• **Required action**
Please restate word for word the line holding "If you could" and every following line through the end of the entries.

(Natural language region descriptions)
• • • • •

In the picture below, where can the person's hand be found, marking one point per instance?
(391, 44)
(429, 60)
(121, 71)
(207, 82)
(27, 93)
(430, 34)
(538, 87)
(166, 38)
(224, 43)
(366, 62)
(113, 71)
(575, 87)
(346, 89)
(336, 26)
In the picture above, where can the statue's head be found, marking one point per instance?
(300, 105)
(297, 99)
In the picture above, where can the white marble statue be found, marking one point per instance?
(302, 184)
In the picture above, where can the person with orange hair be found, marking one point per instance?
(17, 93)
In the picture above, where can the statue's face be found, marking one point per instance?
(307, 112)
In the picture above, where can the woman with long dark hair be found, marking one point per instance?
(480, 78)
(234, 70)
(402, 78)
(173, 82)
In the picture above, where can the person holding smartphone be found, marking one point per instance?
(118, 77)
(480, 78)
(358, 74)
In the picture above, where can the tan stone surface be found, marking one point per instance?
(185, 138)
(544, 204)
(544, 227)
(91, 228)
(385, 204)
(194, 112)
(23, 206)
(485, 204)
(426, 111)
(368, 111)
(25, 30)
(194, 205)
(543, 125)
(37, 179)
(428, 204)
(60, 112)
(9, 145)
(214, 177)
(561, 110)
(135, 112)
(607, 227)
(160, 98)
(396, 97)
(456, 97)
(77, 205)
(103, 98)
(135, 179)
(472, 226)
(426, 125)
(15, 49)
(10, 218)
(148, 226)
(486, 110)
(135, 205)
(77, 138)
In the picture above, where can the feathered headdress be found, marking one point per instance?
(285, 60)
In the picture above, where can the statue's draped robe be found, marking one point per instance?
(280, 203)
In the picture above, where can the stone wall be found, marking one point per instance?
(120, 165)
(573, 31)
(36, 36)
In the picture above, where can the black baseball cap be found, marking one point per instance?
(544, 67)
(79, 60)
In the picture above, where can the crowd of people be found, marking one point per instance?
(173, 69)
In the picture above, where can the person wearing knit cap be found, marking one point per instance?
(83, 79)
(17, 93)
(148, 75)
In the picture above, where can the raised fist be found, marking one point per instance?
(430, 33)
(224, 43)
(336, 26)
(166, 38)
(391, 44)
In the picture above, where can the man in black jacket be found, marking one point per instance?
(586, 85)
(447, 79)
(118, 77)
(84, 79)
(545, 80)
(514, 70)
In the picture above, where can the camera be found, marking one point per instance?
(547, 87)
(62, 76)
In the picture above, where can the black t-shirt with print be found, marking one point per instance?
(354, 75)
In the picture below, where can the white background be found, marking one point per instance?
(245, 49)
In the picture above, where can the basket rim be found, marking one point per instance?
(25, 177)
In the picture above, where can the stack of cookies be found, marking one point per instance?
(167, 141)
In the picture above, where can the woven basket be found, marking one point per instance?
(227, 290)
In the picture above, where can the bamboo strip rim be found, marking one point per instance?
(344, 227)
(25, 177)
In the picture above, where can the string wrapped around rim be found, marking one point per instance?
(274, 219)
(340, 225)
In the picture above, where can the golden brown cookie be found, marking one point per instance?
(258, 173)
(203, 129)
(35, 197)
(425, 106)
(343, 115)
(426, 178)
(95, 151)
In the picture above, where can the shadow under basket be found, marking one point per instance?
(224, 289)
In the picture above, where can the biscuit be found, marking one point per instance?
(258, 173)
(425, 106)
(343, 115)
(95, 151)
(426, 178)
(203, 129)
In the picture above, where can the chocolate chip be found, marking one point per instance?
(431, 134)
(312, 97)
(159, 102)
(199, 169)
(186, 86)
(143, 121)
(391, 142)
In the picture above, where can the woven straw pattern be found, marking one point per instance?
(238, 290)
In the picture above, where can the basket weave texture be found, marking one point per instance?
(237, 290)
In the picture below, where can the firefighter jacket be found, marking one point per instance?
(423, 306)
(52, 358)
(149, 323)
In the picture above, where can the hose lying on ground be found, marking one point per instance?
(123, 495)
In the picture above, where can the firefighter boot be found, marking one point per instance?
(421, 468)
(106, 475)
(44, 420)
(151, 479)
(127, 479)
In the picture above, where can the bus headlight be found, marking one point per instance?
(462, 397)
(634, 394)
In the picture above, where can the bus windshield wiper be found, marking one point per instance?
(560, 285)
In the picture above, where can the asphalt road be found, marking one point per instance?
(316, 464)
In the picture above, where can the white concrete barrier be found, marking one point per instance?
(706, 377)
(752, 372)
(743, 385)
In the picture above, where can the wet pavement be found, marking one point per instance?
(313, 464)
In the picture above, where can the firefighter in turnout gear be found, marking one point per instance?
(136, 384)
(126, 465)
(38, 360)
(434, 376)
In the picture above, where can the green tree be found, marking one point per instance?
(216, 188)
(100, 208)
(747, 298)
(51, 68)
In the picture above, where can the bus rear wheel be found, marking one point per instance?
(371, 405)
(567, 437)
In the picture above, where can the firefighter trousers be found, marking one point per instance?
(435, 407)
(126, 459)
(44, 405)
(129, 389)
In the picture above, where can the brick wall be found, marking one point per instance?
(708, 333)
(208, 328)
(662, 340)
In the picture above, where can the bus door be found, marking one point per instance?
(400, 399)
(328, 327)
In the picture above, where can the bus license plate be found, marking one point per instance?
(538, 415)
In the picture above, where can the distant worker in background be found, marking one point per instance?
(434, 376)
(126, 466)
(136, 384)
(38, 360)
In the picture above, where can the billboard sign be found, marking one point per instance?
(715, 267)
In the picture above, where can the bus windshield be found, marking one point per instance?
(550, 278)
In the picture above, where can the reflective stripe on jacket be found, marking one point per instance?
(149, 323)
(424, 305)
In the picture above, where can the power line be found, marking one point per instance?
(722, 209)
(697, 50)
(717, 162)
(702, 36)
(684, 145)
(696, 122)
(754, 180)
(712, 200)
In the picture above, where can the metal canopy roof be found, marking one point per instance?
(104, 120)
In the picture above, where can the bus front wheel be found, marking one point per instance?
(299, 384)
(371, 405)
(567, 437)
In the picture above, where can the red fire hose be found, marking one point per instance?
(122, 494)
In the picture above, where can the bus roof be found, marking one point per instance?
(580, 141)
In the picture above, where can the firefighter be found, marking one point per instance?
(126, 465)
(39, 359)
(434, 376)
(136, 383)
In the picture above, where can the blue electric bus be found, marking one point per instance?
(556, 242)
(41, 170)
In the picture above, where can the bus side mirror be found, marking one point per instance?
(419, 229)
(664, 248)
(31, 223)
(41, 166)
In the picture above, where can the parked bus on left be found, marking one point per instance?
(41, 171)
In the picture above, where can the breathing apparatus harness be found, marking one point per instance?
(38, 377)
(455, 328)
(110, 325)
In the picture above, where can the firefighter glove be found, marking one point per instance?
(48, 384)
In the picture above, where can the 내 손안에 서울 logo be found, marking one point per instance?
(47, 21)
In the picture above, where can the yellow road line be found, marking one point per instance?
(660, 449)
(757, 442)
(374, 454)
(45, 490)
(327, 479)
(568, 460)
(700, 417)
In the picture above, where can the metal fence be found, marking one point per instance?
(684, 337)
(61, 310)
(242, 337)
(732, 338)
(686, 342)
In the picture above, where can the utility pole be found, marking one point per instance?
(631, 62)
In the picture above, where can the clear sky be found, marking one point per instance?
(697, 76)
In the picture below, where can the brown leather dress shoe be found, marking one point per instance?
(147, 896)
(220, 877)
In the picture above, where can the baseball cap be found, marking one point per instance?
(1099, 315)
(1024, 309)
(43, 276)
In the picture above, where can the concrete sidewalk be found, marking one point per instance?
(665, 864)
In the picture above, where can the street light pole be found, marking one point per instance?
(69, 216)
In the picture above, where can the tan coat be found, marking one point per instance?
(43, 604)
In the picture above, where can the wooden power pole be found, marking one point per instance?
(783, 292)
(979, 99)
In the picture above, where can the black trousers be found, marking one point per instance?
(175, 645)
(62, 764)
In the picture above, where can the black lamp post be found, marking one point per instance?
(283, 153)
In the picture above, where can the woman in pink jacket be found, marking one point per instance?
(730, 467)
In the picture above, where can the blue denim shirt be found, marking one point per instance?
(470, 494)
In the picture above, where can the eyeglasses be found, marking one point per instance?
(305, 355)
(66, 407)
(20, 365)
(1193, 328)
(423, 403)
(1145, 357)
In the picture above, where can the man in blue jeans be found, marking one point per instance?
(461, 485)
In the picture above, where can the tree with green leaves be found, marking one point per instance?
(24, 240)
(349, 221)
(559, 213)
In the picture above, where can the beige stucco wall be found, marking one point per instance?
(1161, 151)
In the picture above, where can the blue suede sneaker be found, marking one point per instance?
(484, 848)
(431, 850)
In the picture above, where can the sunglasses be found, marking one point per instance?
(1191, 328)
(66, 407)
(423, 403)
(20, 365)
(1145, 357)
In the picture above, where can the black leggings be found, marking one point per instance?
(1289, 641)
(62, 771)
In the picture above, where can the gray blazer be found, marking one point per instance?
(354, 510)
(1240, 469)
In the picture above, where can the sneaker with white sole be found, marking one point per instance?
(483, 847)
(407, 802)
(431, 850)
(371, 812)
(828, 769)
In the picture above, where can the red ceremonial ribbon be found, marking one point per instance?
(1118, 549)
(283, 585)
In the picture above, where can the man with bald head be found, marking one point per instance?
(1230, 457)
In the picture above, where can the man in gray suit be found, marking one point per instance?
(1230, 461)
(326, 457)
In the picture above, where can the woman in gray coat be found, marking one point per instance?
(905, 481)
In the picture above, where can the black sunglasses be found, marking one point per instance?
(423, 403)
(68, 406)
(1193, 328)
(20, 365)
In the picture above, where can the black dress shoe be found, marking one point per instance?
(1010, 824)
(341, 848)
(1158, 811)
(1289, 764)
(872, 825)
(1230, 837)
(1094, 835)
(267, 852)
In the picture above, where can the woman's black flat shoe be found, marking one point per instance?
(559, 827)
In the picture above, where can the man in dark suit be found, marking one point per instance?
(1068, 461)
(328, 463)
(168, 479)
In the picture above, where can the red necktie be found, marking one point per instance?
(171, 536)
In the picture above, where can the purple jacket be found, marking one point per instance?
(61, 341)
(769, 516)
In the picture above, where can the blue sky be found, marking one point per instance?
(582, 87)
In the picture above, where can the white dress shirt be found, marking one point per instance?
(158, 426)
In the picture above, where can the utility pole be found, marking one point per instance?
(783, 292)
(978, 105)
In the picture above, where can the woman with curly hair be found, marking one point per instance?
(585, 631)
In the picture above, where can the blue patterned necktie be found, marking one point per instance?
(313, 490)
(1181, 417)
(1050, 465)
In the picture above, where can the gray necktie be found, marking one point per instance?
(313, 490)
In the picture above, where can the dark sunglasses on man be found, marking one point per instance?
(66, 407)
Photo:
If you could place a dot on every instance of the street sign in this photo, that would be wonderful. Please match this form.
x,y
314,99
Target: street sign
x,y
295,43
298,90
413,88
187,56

• • • • •

• **Output**
If you could place a dot on every instance of the street sign in this photo, that would be wonderful. Please match this form.
x,y
314,99
Target: street sign
x,y
295,43
298,90
413,88
187,56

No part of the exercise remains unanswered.